Material provided: Begin
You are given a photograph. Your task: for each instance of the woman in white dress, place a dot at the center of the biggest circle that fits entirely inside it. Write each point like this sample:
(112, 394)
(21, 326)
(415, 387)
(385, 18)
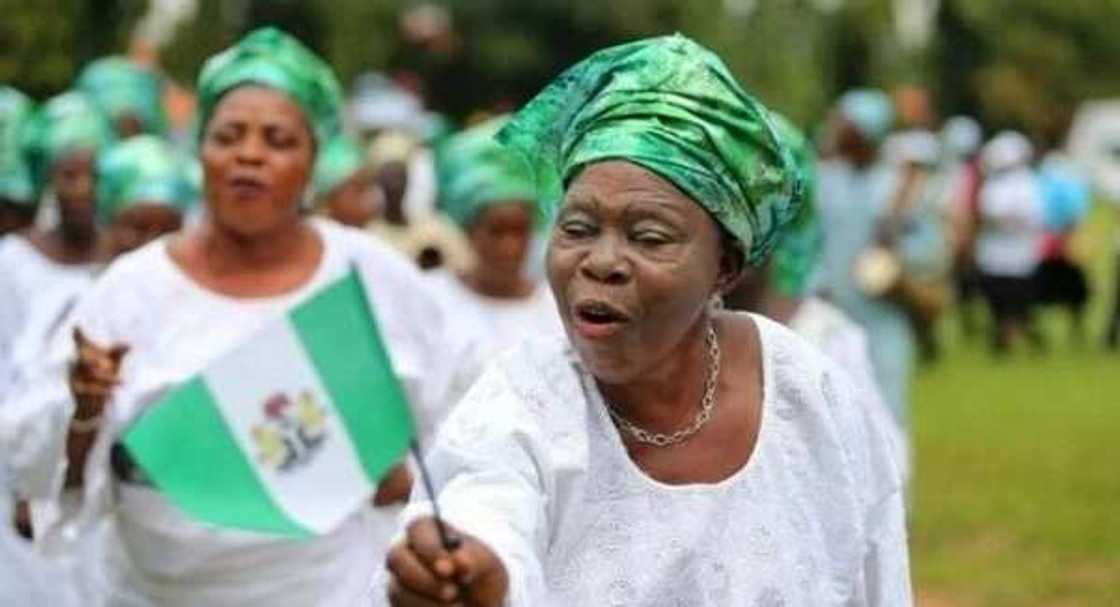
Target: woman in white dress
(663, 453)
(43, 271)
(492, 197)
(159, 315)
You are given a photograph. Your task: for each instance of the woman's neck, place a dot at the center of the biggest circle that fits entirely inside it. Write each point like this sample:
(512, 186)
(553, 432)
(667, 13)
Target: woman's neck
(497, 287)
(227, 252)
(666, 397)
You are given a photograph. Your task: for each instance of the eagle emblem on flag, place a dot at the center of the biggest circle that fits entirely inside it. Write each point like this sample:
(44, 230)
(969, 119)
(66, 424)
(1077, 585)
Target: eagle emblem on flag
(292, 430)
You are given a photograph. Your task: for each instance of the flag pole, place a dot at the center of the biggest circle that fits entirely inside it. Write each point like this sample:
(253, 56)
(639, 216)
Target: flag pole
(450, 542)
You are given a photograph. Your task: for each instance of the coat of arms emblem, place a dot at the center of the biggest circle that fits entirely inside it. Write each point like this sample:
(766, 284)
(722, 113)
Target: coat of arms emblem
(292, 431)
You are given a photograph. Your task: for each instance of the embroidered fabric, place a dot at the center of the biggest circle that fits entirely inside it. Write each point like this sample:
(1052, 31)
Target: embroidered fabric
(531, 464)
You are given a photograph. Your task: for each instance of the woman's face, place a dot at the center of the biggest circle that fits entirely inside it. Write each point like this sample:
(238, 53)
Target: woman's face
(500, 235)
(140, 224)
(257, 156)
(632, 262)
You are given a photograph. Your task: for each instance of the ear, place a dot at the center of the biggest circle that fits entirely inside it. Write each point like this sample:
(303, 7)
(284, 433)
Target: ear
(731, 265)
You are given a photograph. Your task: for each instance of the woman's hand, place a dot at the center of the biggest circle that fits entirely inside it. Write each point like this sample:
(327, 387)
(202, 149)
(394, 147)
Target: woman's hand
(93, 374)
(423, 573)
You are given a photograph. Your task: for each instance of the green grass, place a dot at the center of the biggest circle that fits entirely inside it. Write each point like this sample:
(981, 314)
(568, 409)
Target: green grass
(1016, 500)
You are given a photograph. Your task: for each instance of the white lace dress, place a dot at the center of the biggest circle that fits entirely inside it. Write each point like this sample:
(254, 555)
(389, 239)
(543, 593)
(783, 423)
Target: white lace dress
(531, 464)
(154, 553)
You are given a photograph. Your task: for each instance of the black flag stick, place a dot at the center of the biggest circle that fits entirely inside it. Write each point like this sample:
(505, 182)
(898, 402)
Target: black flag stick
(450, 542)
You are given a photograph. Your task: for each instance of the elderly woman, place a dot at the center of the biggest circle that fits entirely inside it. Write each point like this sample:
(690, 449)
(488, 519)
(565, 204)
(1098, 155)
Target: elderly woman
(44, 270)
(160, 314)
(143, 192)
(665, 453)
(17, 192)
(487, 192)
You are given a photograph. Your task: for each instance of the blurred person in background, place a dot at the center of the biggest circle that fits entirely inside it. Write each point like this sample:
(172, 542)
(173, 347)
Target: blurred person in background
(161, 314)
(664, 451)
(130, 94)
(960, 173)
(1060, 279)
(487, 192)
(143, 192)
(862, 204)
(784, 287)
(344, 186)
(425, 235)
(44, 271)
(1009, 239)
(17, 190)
Material provided: End
■ Aim of the exercise:
Each line of the data must be transcribed exactly; pictures are not carried over.

■ Result for this task:
You are given a photograph. Your task: for each instance of the woman in white dress, place a dot at the center of the biggest circle that fits entirely inside it. Write each point like this sample:
(112, 394)
(21, 326)
(415, 387)
(385, 18)
Target: woman in white dress
(663, 453)
(43, 271)
(492, 197)
(159, 315)
You are given a photograph. Your task: for each instance of the woman's neck, place a dot at the center of the biggest circle that fits entirely inside it. Write each point like this sample:
(512, 186)
(553, 432)
(667, 13)
Target: woman's neck
(497, 287)
(227, 252)
(666, 397)
You are given a photograph. Your task: for each instance of the eagle emblem on flag, place a dot at the center of the biggest circle that fits entirely inside it. Write each point like this sample:
(44, 230)
(969, 119)
(66, 424)
(1077, 585)
Target: eagle emblem on flag
(292, 430)
You are given a photograph. Your task: for each instance of the flag pole, place a dot at the center of the biggest circle that fits entirely inside it. Write each point like this sample:
(253, 56)
(639, 216)
Target: flag pole
(450, 542)
You are given a photograph. Your task: for each instance of the coat of arms emblem, place a dot at the center of the biggest circle that fits entirely inside it. Write each point like this sample:
(766, 284)
(722, 113)
Target: coat of arms emblem
(292, 431)
You are given a photograph. Your task: for each instance of the embroidered fabric, place a dot at the center of the biggest circle that fits entirely inside it. Write each point like this sample:
(1052, 31)
Target: embroidered fabric
(531, 464)
You are given a photograph. Your task: for each instance of the woman's face, place a dot at the center of the biggest circle that fits entirely inside it. Write each point like this sample:
(238, 53)
Target: woman's face
(500, 235)
(140, 224)
(257, 156)
(632, 262)
You are given a photograph. Your task: for each instance of the ear, place a dot at the center of the biggest circle that fits entirely inside it. Write each point like this sample:
(303, 7)
(284, 433)
Target: ear
(731, 265)
You are given a photograph. Your task: for each instance of the woman's hand, place a dot at the center of the biggest circle that fits entirely inside it. Write each point like this sample:
(327, 387)
(202, 149)
(394, 147)
Target: woman's hand
(93, 374)
(423, 573)
You are given a photograph. Your task: for each instance of the green grass, place a dot at the center of the biggest circle that fits entirely inside it. Write each point like this sample:
(981, 314)
(568, 409)
Target: green grass
(1016, 500)
You are given a photograph. Your task: for each instance of the white lace dress, place a dot at the center of the biggest circle that fits entirely inside it. Write each point like this sample:
(254, 555)
(389, 239)
(543, 593)
(783, 423)
Target: white lace dress
(531, 464)
(154, 553)
You are given a photograph. Your task: for each instance of the black flag stick, place a dot at the center of the biggest circle that fits entirely inside it. Write each point like this sample:
(505, 182)
(898, 402)
Target: black flag stick
(450, 542)
You are given a photograph. Your task: for each instance of the elderly woman, place a dot at the center of the biggest circle that fits entirely inside it. Write each point like this sample:
(690, 449)
(488, 519)
(565, 204)
(1098, 155)
Target: elderly woman
(44, 270)
(160, 314)
(143, 192)
(665, 453)
(17, 192)
(487, 192)
You are given a photograph. Your task: for each instance of the blurred person in background, place a dot at the center of the biggest circle that fits entirely inside it. Write each point like this sample:
(172, 542)
(173, 347)
Target: blurred person in background
(161, 314)
(664, 451)
(130, 94)
(960, 173)
(1060, 279)
(487, 192)
(143, 192)
(862, 204)
(784, 287)
(344, 186)
(425, 235)
(44, 271)
(1009, 239)
(17, 190)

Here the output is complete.